> [Task prompt] The records that follow are to be given again exactly.

> [Records shown]
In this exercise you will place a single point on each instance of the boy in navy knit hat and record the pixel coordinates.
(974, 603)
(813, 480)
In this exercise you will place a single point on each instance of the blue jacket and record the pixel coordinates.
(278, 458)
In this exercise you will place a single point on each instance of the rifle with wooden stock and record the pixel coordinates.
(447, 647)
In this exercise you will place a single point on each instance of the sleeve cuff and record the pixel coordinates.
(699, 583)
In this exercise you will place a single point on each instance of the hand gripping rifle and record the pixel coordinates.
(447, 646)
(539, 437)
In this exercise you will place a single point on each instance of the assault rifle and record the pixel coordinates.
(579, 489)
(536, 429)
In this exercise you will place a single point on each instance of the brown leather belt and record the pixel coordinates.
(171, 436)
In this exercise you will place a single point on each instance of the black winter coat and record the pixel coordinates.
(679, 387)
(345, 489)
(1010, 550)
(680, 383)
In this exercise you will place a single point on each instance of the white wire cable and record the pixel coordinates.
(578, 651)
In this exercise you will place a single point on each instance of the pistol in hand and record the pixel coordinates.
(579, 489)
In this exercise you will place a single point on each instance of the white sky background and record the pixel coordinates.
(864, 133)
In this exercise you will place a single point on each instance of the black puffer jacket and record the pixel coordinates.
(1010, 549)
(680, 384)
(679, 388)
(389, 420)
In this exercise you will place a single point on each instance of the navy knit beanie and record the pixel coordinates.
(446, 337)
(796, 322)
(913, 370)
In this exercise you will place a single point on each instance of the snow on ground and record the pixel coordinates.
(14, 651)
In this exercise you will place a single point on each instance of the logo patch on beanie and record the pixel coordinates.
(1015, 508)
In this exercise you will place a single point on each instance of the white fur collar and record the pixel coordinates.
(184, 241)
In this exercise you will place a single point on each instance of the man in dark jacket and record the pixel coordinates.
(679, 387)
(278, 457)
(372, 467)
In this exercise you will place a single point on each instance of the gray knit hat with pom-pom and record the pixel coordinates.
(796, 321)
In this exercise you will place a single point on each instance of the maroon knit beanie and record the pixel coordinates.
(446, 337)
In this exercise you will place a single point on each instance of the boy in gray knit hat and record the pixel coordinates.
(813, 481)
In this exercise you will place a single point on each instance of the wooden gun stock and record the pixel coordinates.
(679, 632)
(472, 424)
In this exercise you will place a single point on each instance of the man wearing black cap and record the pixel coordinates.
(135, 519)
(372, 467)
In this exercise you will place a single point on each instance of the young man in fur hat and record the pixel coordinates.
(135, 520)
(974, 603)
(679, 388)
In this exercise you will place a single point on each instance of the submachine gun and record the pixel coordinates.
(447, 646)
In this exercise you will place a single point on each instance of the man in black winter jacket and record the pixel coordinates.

> [The completed task]
In this exercise you will place a single point on each instance of the boy in navy knit hat and record the pixel coordinates.
(974, 603)
(813, 480)
In this exercise you will place a single point on each instance of the blue jacket and record the pixel coordinates.
(278, 458)
In this exercise you will place a single point on each instance of the rifle with wooden stock and record the pixel coordinates.
(447, 647)
In this exercise you will place a single point on each instance of the sleeve cuff and record the pixel coordinates.
(699, 583)
In this exercise you will place a single point on each instance of the hand gripping rifle and record the pixel coordinates.
(447, 646)
(539, 437)
In this exercise you will place a single point on each instance of the assault rifle and record the pixel coordinates.
(579, 489)
(536, 429)
In this exercise you will place a single point on each instance of the brown leather belt and record the pixel coordinates.
(171, 436)
In this exercise you will place a single point on each instance of the black winter coat and record the pixel coordinates.
(679, 387)
(345, 489)
(1010, 550)
(680, 383)
In this exercise you will place a single point on each instance of the white wire cable and record the pixel coordinates.
(578, 651)
In this exercise you will place a single point on each instance of the pistol in hand and record the pixel coordinates.
(579, 489)
In this exercise you will place a single point on each instance of the white sky background and record the pixel coordinates.
(864, 133)
In this exercise you will place a single point on each instance of the black puffer jacket and record the pixel coordinates.
(1010, 549)
(680, 384)
(679, 388)
(389, 420)
In this exercise you will place a single point on each instance of the navy knit beanie and record the pixel coordinates.
(446, 337)
(796, 322)
(913, 370)
In this exercise you will place a single point on each instance of the snow on ground and record the pixel coordinates.
(14, 651)
In this exercise you will place a single point on each instance of the logo patch on beanie and record the pixel coordinates.
(1015, 508)
In this exercise you will place a single point on each instance of the white fur collar and record the pixel coordinates.
(184, 241)
In this exercise you will place a single point on each instance of the man in dark jacket and record the pixel coordinates.
(679, 387)
(278, 457)
(372, 467)
In this exercise you will place a single point on each instance of the gray knit hat with pom-pom and record the pixel coordinates.
(796, 321)
In this exercise you will place a single point on each instance of the maroon knit beanie and record the pixel coordinates.
(446, 337)
In this exercise you will place a single point on each instance of the boy in gray knit hat and record the pixel coordinates.
(813, 481)
In this exercise you will place a single point on each instance of the wooden gun stock and record the pixel coordinates.
(679, 632)
(472, 424)
In this exercise you will place a single point on each instance of the man wearing black cap and record the pixel coordinates.
(135, 519)
(372, 467)
In this exercise you will place a single point on each instance of the young man in fur hat and record the pixel coordinates.
(135, 520)
(974, 603)
(679, 388)
In this exercise you will place a single point on each instance of the submachine gun and record the pixel coordinates.
(447, 646)
In this exercise you will place a single point on each instance of the man in black winter jacket and record the pixel coordinates.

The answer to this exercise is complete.